#### Work request 1
Answer these about the forum reply on AI safety:
(a) Whom does the reply credit with the Black Marble thought experiment?
(b) What does the writer say the actual topic is?
(c) What example goal does the writer use to show the reasoning fits almost any goal?
#### Work request 2
Print the forum reply word for word from "I won't reply" to "it past quietly.".

#### Text under study

I won't reply to every individual point, because there's lots of them, so I'm choosing the (subjectively) most important ones.
This is the actual topic. It's the Black Marble thought experiment by Bostrom,
No it's not, and obviously so. The actual topic is AI safety. It's not false vacuum, it's not a black marble, or a marble of any color for that matter.
Connor wasn't talking about the topic, he was building up to the topic using an analogy, a more abstract model of the situation. Which might be fair enough, except you can't just assert this model. I'm sure saying that AI is a black marble will be accepted as true around here, but it would obviously get pushback in that debate, so you shouldn't sneak it past quietly.
Again, Connor is simply correct here. This is not a novel argument. It's Goodhart's Law.
As I'm pretty sure I said in the post, you can apply this reasoning to pretty much any expression of values or goals. Let's say your goal is stopping AI progress. If you're consistent, that means you'd want humanity to go extinct, because then AI would stop. This is the exact argument that Connor was using, it's so transparent and I'm disappointed that you don't see it.

#### Records provided
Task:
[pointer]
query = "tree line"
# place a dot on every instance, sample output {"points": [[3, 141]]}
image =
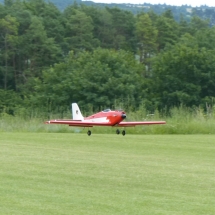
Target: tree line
{"points": [[100, 57]]}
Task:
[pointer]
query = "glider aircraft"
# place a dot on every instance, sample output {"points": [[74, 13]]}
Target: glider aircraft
{"points": [[106, 117]]}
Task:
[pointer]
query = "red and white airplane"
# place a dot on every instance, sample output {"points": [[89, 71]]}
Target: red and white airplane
{"points": [[106, 117]]}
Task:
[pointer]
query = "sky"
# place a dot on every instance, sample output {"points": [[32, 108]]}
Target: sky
{"points": [[194, 3]]}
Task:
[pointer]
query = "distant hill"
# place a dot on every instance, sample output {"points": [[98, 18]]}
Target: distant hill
{"points": [[187, 11]]}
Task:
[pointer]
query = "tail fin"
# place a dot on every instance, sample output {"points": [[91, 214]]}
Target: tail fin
{"points": [[76, 113]]}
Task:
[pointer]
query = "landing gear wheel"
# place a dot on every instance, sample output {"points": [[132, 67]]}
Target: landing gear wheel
{"points": [[117, 131], [89, 133]]}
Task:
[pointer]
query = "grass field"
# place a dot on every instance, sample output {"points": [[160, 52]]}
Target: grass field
{"points": [[55, 173]]}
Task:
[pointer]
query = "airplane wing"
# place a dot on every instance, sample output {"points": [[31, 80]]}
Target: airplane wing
{"points": [[77, 123], [132, 124]]}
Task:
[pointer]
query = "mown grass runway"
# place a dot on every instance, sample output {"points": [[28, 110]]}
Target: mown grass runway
{"points": [[45, 173]]}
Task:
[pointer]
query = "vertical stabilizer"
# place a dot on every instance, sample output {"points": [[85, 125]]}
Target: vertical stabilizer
{"points": [[76, 113]]}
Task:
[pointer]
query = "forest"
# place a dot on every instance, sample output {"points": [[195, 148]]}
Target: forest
{"points": [[102, 57]]}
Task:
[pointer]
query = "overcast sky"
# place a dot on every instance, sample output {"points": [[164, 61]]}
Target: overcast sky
{"points": [[193, 3]]}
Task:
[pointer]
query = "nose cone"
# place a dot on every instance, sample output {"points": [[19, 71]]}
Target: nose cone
{"points": [[123, 116]]}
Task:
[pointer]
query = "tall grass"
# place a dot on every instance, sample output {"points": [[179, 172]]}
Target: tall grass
{"points": [[180, 120]]}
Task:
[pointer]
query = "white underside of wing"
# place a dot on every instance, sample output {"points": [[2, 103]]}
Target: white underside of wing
{"points": [[101, 119]]}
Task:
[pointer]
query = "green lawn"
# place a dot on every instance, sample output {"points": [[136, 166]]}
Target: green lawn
{"points": [[54, 173]]}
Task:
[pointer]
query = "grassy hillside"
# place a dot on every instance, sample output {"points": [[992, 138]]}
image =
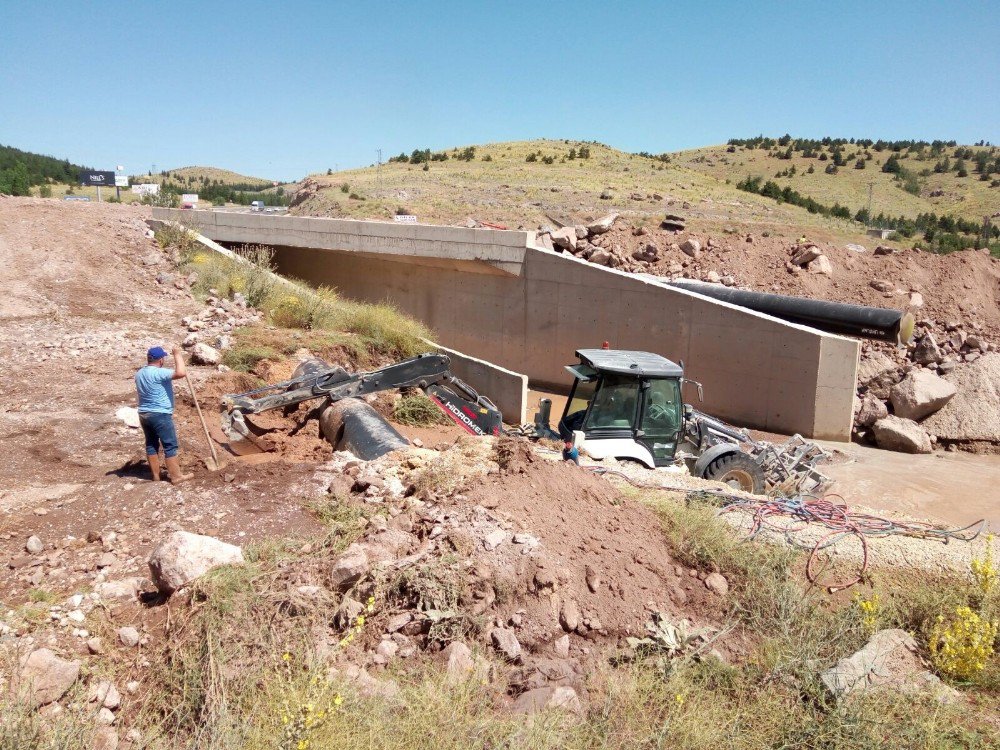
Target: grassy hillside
{"points": [[211, 175], [500, 185], [946, 192]]}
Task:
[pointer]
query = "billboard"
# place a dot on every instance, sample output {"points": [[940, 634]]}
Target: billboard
{"points": [[97, 179], [146, 188]]}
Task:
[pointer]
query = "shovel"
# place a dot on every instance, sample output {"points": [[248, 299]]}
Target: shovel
{"points": [[214, 466]]}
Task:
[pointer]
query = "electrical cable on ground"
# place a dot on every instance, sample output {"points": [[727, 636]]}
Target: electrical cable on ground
{"points": [[829, 511]]}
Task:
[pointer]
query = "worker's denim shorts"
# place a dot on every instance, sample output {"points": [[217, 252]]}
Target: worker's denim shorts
{"points": [[159, 430]]}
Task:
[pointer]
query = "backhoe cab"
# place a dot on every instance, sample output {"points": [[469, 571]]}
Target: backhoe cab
{"points": [[628, 405]]}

#### Output 1
(a) Bostrom
(b) AI safety
(c) Stopping AI progress

#### Output 2
I won't reply to every individual point, because there's lots of them, so I'm choosing the (subjectively) most important ones.
This is the actual topic. It's the Black Marble thought experiment by Bostrom,
No it's not, and obviously so. The actual topic is AI safety. It's not false vacuum, it's not a black marble, or a marble of any color for that matter.
Connor wasn't talking about the topic, he was building up to the topic using an analogy, a more abstract model of the situation. Which might be fair enough, except you can't just assert this model. I'm sure saying that AI is a black marble will be accepted as true around here, but it would obviously get pushback in that debate, so you shouldn't sneak it past quietly.